→ **TEXT FOR ANALYSIS**
Jacqueline, a graduate of Business Administration from Shimla University in India, noticed a business opportunity and started producing her own peanut butter in bulk and selling it in town where she stays.

All this, she did with no proper training in food processing, but from what she learned from the Internet.

Her first proper food processing training came in October when Lilongwe University of Agriculture and Natural Resources (Luanar) offered a short course in peanut butter production.

The three-week training was supported by Strengthening Higher Education Access in Malawi Activity (Sheama). Sheama is implemented by Arizona State University with funding and technical support from the US Agency for International Development (USAid) to increase employable and skilled workforce.

Sheama has partnered five public universities to offer quality industry-driven online distance learning programmes (ODeL). They include Luanar, Mzuzu University, University of Malawi, Malawi University of Science and Technology and Malawi University of Business and Applied Sciences.

The project also provides scholarships to needy students enrolled with the five universities under online distance education.

Through the course, Jacqueline learned about types of groundnuts and their nutritional content, health hazards of aflatoxins and the right season to buy groundnuts for maximum profit.

→ **TASK BRIEF**
According to the article about Jacqueline's peanut butter business, which university implements Sheama? The listing has no connection to the article about Jacqueline's peanut butter business.

→ **THE DATA**
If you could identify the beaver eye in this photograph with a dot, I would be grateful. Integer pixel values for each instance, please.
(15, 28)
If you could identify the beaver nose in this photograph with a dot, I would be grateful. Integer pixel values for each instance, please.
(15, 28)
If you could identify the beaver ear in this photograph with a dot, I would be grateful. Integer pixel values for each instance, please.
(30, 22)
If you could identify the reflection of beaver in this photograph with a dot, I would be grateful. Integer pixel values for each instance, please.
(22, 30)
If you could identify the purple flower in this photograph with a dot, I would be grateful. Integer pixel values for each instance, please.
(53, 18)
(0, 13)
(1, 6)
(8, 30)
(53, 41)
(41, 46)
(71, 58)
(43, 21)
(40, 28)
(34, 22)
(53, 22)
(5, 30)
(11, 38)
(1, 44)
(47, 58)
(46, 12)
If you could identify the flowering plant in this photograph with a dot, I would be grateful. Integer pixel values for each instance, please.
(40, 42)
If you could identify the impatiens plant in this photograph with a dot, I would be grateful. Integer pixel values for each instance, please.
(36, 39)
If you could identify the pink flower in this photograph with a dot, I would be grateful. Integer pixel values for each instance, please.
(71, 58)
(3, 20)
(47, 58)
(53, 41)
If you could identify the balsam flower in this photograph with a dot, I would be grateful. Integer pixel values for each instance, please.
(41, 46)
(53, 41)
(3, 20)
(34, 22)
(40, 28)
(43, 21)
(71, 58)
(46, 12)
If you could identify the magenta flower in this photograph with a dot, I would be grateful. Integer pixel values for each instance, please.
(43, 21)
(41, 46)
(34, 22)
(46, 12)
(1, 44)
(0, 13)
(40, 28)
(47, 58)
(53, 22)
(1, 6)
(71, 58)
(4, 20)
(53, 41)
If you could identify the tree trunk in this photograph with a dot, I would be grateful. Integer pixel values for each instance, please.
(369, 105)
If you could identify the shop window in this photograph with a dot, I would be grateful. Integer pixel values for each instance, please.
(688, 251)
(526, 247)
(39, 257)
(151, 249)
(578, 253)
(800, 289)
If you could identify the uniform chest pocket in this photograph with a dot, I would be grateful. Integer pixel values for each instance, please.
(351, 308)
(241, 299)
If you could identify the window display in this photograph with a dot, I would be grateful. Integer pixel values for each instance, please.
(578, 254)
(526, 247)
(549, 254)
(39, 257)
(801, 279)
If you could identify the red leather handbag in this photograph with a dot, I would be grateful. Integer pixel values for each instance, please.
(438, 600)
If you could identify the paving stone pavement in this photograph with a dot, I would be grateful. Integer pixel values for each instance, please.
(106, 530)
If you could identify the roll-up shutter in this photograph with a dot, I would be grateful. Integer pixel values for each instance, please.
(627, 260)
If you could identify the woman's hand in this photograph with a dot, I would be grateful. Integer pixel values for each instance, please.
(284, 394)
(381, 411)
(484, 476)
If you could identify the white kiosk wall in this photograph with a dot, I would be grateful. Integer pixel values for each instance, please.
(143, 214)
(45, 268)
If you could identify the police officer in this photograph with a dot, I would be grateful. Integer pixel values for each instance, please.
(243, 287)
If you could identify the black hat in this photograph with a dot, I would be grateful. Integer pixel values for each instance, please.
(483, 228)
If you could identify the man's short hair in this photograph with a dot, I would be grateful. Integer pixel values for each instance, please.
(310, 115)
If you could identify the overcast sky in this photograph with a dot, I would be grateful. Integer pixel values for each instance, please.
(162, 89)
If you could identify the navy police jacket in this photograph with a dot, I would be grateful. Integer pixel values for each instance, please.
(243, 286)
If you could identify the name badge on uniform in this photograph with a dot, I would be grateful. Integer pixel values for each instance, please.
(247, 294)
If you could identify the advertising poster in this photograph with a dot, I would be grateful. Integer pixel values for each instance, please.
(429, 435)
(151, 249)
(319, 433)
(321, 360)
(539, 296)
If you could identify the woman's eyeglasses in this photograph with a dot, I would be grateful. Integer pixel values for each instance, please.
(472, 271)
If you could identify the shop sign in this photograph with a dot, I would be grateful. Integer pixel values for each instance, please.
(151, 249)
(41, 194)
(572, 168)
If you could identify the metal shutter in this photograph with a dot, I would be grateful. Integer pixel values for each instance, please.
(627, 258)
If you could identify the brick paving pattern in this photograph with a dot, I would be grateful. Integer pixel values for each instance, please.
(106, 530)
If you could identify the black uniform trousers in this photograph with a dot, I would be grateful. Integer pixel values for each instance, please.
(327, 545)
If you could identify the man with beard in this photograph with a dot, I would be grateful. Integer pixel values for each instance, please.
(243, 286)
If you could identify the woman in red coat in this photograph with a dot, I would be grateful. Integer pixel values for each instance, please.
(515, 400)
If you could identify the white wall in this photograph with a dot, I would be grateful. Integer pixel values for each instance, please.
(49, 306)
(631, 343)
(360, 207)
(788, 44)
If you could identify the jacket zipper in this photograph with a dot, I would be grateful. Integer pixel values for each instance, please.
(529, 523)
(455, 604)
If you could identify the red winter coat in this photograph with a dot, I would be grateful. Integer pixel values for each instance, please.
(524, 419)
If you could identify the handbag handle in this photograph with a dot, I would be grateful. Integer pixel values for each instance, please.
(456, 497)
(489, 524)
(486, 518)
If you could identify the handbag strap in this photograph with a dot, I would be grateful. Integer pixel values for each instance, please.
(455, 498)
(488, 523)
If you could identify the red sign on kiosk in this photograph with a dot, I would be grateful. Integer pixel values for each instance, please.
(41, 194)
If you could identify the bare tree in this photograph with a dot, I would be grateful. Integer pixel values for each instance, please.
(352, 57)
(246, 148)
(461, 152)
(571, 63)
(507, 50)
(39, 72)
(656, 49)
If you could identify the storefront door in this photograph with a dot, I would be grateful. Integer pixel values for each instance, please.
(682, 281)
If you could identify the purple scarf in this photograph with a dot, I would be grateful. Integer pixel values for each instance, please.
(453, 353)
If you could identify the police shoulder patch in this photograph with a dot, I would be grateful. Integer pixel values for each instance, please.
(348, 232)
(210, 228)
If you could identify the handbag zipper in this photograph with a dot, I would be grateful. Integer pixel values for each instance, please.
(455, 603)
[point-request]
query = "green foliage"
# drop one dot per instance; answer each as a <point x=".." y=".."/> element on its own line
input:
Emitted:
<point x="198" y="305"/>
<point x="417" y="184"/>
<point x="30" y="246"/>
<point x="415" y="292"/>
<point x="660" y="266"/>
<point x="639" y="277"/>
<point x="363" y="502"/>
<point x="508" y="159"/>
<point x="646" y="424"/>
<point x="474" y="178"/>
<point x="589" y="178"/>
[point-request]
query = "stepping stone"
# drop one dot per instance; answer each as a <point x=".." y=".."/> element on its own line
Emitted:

→ **SOLUTION**
Arizona State University